PROMPT: Please give back each line of the material unchanged, but without the images.

GIVEN RECORDS:
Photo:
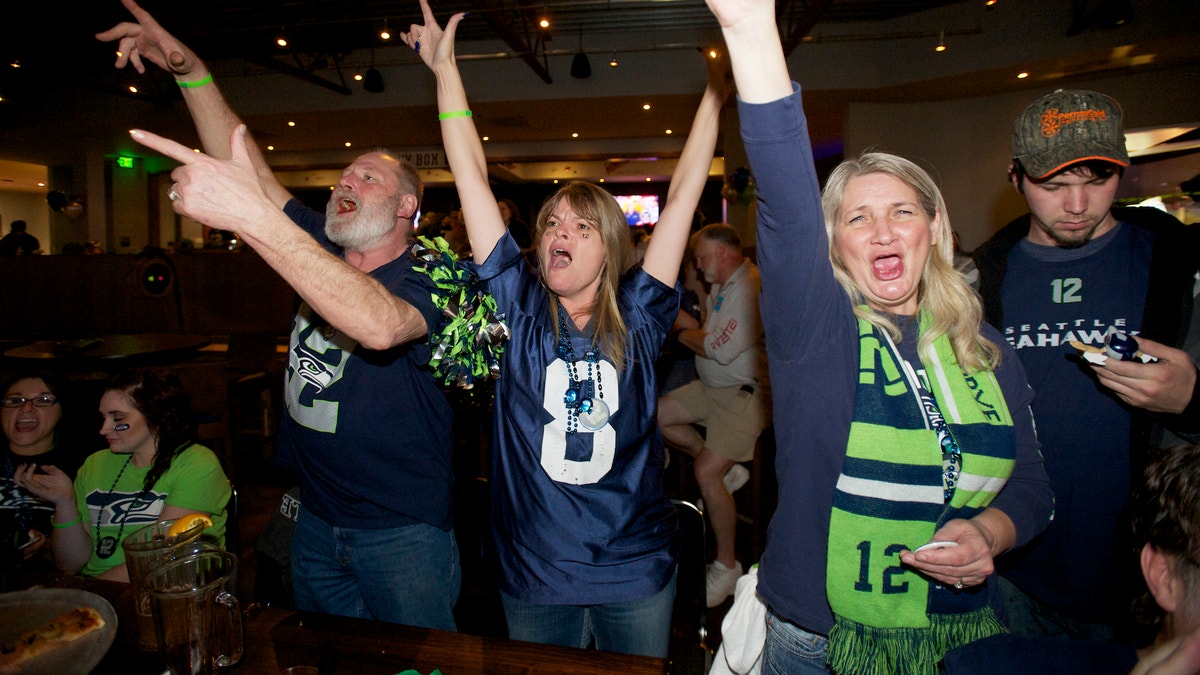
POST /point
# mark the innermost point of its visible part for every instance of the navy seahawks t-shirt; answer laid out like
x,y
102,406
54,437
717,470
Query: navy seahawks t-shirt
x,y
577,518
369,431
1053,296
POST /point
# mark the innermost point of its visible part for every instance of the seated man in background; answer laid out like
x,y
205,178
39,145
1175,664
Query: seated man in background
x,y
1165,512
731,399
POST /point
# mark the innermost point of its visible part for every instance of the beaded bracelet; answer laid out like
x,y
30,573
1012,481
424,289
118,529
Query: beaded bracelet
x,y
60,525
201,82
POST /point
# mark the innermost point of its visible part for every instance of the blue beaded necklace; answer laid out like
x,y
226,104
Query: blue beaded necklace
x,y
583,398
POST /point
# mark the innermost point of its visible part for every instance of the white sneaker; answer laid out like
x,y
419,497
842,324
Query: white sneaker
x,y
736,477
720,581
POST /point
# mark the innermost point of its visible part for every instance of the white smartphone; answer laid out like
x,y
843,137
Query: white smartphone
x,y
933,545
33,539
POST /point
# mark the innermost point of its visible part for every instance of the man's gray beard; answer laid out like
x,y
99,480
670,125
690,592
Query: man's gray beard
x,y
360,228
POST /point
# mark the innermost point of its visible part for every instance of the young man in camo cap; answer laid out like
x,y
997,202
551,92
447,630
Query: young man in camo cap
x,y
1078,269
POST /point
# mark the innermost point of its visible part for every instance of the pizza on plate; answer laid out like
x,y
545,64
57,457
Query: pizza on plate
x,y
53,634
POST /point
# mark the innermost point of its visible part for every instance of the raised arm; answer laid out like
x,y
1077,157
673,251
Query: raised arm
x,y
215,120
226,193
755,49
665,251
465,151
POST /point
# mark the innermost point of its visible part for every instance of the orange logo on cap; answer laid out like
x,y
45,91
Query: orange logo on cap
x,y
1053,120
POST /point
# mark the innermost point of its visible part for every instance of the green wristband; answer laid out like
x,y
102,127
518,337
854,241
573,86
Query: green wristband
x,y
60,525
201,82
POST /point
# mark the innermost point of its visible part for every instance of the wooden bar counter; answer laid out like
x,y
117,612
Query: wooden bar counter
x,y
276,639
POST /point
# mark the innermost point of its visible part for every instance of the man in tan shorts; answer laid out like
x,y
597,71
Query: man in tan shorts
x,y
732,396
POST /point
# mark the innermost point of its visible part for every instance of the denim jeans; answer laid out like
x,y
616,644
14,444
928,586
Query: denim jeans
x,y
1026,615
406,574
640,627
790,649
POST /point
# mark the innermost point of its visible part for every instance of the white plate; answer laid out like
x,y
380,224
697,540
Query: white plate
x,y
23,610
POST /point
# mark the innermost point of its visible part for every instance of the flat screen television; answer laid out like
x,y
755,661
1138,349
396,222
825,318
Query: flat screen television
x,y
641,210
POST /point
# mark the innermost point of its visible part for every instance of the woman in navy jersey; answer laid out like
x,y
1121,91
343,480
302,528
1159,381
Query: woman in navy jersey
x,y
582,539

RESULT BELOW:
Photo:
POST /point
# mark the innermost point of its visible part for every instance of the navy seahawks t-shirt; answer laid out like
x,y
102,406
54,437
717,470
Query: navy seahawks t-shirt
x,y
577,518
369,431
1053,296
POST /point
# mark the innermost point of its visible part for every instance of the seated man in background; answer laid out like
x,y
205,178
39,145
1175,664
Query: seated man in background
x,y
1165,512
731,399
POST /point
# mark the innermost point of its visible part for every instance of the beaded bracelet; answer laid out like
x,y
30,573
1012,481
424,289
118,529
Query: beaded bracelet
x,y
60,525
201,82
POST /point
# mark the innermost point of its visible part for every instance of the blue beaded necklace; answer laid out like
x,y
226,104
Query: blue beaded necklace
x,y
583,398
POST /point
# mark the innermost point of its visible part for every instance of the white sneaker; answer laid out like
x,y
419,497
842,324
Query: white sneaker
x,y
736,477
720,581
POST /point
# mark the innermost point of its visible part for every instance of the white smartphone; answer laid out like
x,y
843,137
Query: white smartphone
x,y
933,545
33,539
POST /point
# mark the innermost point of its visible part for every instance of the man's gray beard; answer laid out like
x,y
99,480
670,125
690,592
Query: man's gray beard
x,y
360,228
POST /point
# mark the innermost point of its visible part for every instance of the young man in camo cap; answer laid out like
x,y
997,202
551,92
447,630
Query: young man in camo cap
x,y
1078,269
POST /point
# mark the innermost point of its visible part for every instance of the pizza on plate; answer laid out like
x,y
545,64
57,457
Query: pizza on plate
x,y
53,634
POST /point
# mark the innermost point of its visible part for every instance of the raised arm; answer laid out like
x,y
1077,157
673,251
Query: raised arm
x,y
215,120
226,193
755,49
665,251
465,151
POST /point
# mark the innermost point of its visible part for every instance of the orange logo on cap; answer laid out like
x,y
45,91
Query: orange logo on cap
x,y
1053,120
POST /point
# mark the innermost point of its visible part for every instance of the green wristband; answer laid out like
x,y
102,127
518,337
854,241
573,86
Query: green wristband
x,y
60,525
201,82
POST /point
# mark the innermost point of its visible part for every instance of the wooden bar counter; answer laid out like
x,y
117,612
Query: wooden bar counter
x,y
276,639
POST /point
# mark the innermost point of its visible part for every instance of the man in tan shorts; answer laid out like
x,y
597,71
Query: man in tan shorts
x,y
732,396
POST /point
# mark the innermost point of its visible part for every instance of the denim jeans; answer laid out like
x,y
616,644
14,444
928,586
Query: denim jeans
x,y
1026,615
406,574
640,627
790,649
POST /point
# mark the innermost point of its visible part for every instance of the white plate; answer laid out like
x,y
380,224
697,540
Query: white plate
x,y
23,610
POST /point
# mark the innermost point of its visible part for every instance of the flat screen television; answer laid out like
x,y
755,661
1138,349
396,222
825,318
Query: flat screen television
x,y
641,210
POST /point
# mark the innermost point of its visible part for every instance of the woman in navy jersey; answer laid out like
x,y
1121,91
343,480
302,528
1159,381
Query: woman in navy jersey
x,y
582,539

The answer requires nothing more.